(Work instructions): Carry on the news story below about Martin Antsee, the former police officer in isolation after the hantavirus outbreak on the MV Hondius, starting right after its last sentence.

Sky News on Thursday spoke with Martin Antsee, a former police officer who was aboard the cruise ship MV Hondius during the deadly hantavirus outbreak. Antsee was airlifted to the Netherlands for treatment and remains in isolation.
“I’m doing okay. I’m not feeling too bad,” Antsee told Sky News.
“There are still lots of tests to be done,” he said. “I have no idea how long I’ll be in the hospital for. I’m in isolation at the moment.”
Antsee said his doctors expected to “have a clearer picture” about his health later in the week.
Antsee’s wife, Nicola, told the UK Telegraph on Wednesday that her family has been through a “very traumatic few days.”
“The fear with this virus is it can deteriorate very quickly so it’s been a bit up and down for him. I don’t believe he’s in imminent danger now, but it was horrible,” she said.

(Record extracts):
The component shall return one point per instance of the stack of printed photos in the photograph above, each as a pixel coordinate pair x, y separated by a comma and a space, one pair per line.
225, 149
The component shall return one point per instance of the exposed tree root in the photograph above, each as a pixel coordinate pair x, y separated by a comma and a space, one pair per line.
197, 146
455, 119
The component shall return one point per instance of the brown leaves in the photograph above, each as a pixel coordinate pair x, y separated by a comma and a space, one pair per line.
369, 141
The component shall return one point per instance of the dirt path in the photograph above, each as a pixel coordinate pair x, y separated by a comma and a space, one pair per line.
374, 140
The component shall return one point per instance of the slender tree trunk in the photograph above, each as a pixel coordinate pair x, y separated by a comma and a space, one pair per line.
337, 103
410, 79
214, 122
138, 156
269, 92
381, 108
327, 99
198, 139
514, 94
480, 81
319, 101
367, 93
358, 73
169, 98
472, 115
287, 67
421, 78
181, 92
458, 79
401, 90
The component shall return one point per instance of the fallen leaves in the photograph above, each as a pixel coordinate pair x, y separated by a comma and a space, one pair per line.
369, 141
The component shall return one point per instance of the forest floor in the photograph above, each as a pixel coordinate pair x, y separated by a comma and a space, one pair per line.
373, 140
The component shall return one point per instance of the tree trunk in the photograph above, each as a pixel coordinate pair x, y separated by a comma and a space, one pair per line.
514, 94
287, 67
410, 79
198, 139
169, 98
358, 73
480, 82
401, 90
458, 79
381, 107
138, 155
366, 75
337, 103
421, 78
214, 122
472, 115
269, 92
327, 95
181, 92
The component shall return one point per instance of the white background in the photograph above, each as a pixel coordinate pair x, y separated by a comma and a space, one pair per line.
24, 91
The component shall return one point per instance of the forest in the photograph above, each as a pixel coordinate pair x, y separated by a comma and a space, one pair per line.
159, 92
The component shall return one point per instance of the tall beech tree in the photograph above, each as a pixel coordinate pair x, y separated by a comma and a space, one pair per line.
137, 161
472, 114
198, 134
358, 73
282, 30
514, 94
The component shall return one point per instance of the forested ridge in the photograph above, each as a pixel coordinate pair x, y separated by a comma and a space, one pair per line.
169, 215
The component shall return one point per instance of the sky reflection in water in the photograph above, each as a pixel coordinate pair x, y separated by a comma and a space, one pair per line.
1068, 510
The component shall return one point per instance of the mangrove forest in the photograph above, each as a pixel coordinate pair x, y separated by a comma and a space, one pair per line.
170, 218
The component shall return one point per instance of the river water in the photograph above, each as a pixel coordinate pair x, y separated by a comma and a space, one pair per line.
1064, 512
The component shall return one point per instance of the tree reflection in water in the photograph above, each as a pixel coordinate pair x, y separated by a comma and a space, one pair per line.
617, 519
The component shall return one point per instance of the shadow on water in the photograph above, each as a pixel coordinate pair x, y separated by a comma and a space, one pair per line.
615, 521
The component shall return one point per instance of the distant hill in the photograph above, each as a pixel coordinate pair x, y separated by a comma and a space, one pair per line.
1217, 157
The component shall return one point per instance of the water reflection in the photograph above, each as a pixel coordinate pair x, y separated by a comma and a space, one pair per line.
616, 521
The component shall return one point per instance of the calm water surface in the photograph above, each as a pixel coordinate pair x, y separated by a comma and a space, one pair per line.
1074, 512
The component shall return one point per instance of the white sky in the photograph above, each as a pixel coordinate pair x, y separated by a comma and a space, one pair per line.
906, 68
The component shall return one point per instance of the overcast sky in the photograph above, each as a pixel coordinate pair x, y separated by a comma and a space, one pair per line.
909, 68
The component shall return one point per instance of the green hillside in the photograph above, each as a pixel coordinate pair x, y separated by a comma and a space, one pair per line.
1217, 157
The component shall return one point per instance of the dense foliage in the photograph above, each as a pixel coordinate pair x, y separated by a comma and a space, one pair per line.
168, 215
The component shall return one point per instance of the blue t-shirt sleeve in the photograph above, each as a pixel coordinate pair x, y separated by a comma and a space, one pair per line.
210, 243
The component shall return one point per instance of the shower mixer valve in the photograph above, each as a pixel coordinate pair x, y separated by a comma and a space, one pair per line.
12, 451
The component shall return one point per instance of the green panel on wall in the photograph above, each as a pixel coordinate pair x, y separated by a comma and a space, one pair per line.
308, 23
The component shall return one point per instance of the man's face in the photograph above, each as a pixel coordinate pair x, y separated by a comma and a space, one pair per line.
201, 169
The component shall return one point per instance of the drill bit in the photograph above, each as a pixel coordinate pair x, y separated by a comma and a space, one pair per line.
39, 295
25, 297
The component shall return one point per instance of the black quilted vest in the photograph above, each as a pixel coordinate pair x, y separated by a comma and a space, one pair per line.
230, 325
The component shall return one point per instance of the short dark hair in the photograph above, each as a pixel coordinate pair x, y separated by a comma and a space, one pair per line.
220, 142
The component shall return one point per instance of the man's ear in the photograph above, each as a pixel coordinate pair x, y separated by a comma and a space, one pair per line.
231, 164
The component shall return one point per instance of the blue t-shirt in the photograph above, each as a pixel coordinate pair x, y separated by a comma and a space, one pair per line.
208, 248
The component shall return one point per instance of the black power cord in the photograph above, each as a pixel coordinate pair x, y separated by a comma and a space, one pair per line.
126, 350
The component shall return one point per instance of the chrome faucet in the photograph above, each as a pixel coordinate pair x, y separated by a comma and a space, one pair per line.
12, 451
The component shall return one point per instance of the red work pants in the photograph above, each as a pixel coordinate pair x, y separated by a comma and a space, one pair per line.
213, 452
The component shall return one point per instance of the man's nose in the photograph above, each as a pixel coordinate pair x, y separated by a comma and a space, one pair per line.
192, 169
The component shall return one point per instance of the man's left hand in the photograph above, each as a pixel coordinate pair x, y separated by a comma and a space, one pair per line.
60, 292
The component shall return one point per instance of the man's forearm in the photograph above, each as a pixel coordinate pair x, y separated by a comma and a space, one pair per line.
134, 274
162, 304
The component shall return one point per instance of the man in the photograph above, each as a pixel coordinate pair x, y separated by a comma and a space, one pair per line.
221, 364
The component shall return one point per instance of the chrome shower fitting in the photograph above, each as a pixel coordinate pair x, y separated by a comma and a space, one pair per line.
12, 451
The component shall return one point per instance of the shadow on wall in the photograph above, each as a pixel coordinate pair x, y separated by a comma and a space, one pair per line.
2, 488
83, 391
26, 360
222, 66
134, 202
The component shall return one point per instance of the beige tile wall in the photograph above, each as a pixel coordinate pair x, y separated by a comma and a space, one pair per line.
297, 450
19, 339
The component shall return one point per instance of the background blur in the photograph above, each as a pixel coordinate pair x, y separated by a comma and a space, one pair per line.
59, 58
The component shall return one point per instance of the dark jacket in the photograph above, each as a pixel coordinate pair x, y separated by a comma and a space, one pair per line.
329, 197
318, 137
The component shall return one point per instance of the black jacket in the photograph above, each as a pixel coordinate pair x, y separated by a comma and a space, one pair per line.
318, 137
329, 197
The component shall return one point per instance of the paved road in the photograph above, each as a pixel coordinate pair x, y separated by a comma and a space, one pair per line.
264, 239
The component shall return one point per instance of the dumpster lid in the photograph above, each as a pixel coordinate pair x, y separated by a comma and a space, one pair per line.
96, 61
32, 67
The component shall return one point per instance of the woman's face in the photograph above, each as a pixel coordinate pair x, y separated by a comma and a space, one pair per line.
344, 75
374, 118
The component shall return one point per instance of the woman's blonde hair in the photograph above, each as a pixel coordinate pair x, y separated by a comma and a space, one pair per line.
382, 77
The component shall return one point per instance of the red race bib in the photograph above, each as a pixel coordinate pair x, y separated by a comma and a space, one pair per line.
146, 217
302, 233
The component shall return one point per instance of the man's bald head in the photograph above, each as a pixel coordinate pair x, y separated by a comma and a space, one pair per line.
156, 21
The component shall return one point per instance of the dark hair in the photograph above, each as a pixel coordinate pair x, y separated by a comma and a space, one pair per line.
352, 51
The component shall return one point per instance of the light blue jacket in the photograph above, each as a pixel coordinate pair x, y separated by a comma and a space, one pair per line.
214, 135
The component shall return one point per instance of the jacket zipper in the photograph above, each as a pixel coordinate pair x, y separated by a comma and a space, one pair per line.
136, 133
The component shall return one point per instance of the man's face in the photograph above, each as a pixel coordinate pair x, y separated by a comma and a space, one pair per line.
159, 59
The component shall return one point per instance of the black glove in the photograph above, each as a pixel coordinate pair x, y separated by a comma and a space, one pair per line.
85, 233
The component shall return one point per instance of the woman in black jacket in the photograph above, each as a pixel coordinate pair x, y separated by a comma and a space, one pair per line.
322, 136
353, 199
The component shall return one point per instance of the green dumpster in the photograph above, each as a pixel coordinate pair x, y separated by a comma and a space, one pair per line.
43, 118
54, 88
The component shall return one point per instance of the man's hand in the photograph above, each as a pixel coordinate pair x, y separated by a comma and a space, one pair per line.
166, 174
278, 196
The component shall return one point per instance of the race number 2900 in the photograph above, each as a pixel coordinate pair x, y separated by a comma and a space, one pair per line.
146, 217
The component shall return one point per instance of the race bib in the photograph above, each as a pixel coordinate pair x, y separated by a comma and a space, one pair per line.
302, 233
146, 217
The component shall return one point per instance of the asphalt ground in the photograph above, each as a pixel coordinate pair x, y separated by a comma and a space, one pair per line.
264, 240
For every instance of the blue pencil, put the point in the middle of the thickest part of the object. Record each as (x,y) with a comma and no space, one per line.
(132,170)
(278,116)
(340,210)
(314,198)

(Response area):
“He’s relieved to be off the ship. He had it quite mild then it got a bit more serious and now he’s stable again,” she said.
Antsee, 56, was working as an expedition guide on the cruise. He is one of three people evacuated from the Hondius since an outbreak of hantavirus was detected aboard the ship.
According to Sky News, 19 passengers and four crew aboard the Hondius are British. A 69-year-old British man was evacuated to a private hospital in Johannesburg, South Africa for emergency treatment, and remains in intensive care. Dr. Maria van Kerkhove, epidemic and pandemic preparedness director for the World Health Organization (W.H.O.), said on Thursday that he was “doing better” and another Briton taken to the Netherlands was “stable.”
Seven British passengers left the ship when docked at St. Helena on April 24. Two of them have since returned to the United Kingdom and are “self-isolating.” Four are still in St. Helena and are working with local health officials.
The seventh British passenger was unaccounted for until Thursday, when the U.K. Health Security Agency (UKHSA) said it was able to track the individual to a location outside Britain.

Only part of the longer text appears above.